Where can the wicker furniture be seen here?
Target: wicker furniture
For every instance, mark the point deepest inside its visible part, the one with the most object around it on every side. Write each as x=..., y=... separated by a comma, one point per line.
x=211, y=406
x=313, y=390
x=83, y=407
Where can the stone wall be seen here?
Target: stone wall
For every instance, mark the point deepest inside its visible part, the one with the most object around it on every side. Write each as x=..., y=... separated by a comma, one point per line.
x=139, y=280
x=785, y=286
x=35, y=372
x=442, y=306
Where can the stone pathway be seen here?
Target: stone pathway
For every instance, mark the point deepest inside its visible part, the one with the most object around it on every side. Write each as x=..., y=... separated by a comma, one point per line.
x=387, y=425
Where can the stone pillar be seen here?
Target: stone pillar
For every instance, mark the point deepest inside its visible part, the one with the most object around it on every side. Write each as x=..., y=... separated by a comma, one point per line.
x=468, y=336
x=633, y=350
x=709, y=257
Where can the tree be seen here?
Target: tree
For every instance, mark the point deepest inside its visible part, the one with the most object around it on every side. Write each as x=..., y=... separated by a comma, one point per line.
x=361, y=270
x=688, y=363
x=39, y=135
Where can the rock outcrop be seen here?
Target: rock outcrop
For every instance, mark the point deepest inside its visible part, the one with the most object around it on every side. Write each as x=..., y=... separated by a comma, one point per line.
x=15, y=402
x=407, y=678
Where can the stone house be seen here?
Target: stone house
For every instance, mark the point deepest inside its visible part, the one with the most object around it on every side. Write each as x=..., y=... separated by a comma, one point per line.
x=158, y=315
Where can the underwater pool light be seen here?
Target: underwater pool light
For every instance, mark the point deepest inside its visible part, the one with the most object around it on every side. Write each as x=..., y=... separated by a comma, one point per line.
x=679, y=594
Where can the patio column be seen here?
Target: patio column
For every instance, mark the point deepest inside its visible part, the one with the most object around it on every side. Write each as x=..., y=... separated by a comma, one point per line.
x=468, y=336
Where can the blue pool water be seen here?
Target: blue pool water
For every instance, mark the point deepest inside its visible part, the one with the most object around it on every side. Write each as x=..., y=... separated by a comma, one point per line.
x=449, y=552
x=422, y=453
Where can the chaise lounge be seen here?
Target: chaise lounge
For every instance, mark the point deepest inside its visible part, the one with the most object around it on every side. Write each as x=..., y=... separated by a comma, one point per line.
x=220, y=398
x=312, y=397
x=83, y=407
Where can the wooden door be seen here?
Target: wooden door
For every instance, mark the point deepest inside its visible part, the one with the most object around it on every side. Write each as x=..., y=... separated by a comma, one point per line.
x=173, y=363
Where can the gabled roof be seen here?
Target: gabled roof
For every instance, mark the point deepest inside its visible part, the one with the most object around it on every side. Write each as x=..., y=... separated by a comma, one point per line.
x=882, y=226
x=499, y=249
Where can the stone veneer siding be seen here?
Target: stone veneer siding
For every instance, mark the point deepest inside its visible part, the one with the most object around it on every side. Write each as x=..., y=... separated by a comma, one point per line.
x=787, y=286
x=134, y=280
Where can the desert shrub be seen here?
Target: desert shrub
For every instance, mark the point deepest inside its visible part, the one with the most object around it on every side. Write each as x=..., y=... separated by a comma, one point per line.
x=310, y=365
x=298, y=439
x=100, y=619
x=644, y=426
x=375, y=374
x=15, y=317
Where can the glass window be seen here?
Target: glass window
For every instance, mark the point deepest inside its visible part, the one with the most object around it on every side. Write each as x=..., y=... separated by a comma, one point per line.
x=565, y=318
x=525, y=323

- OBJECTIVE -
Can you reproduce the part of the data above that opens with the line containing "Where can the stone pathway be seen here?" and closes with the line containing "x=709, y=257", both lines included, keeping all other text unchanged but scaling every answer coordinate by 2.2 and rounding it to a whole number, with halves rounded up? Give only those lines.

- RESULT OF THIS TASK -
Where can the stone pathway be seen here?
Target: stone pathway
For every instance, mark the point deepest inside its visible part, the one with the most object around it on every side. Write each as x=..., y=... separated by a comma, one point per line.
x=851, y=935
Where can the stone pillar be seen here?
Target: stone pillar
For every instance, mark the point deepest inside its visible part, the one with the most object around it on every side. Write each as x=..., y=... separated by a comma, one point per line.
x=1030, y=739
x=1393, y=770
x=1560, y=565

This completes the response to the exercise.